Start of Source excerpt

No, even after writing that statement, it still feels remote.
While viewing I am David, I allow myself to feel upset. After the movie, I watch an episode of Friends and found it extremely amusing. I laughed out loud. I felt freer somehow and more open to all emotions. I know it is important to feel. I also know that trying not to feel leads to depression. Did you know that when you have trouble, it often acts like a trigger for a cluster of repressed feelings, and there are some things that you just don't want to remember. Noticing myself going through this emotional roller coaster made me realize that I need to remember to feel and allow myself to trust people again.
Sophie is right, "...there will always be bad people in this world and you will usually know them when you meet them, but sometimes you won’t. But you can’t let that stop you from living your life fully and freely. And making friends and seeing the goodness in people because if you can’t do that you will never find any happiness." I'll take that wise-woman's advice!


  1. I just feel to say : 'Trust in God, but tie up your camel'.

End of Source excerpt
Start of Extracted records

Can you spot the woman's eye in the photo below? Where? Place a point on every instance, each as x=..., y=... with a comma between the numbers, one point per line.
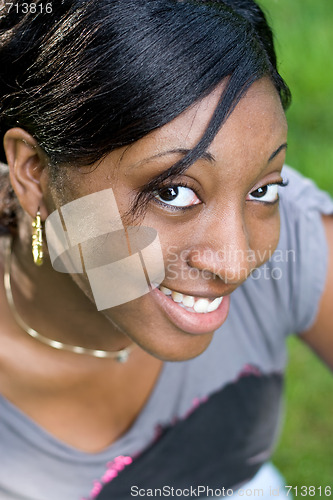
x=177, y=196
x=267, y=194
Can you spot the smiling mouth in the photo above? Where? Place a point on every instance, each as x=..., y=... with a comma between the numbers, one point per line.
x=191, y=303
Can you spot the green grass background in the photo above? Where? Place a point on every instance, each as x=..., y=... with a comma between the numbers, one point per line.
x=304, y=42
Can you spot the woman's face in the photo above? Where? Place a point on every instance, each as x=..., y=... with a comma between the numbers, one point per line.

End of Extracted records

▸ **Exercise tasks**:
#1 Answer these from the post about the film I am David:
(a) What show did the writer watch after the movie?
(b) What does trying not to feel lead to?
(c) What saying does the numbered comment at the end offer?
#2 Carry on the post about the film I am David, picking up right after its final line.

▸ **Answers to each task**:
#1
(a) An episode of Friends.
(b) Depression.
(c) 'Trust in God, but tie up your camel'.

#2
    Trust people warily. Give them the benefit of the doubt, but be alert if there is ANYTHING that gives you an 'off' vibe.
    Your mother's story is still shocking, no matter how many times I read it. I cannot imagine what it has been like for you. So Sorry.♥xx

  2. Cynthia, what a powerful post. These times are trying, indeed, and it's often impossible to feel trusting toward mankind in general.

    I read the link about your mother's death with great sadness. What a waste of a decent, productive, postitive life. Her legacy of power and promise lives on in you.

    You honor her by living life authentically.

  3. You've made me want to see that film the minute it comes out (on DVD that is - a film as good as this would never make it to the suburban cinemas of France where everything is dubbed mercilessly into French).

    Oh,what a reflective post, Cyn - and I woud imagine that you do live your life fully and freely but it still doesn't stop the melancholy creeping in from time to time. You've been through a lot you lovely woman.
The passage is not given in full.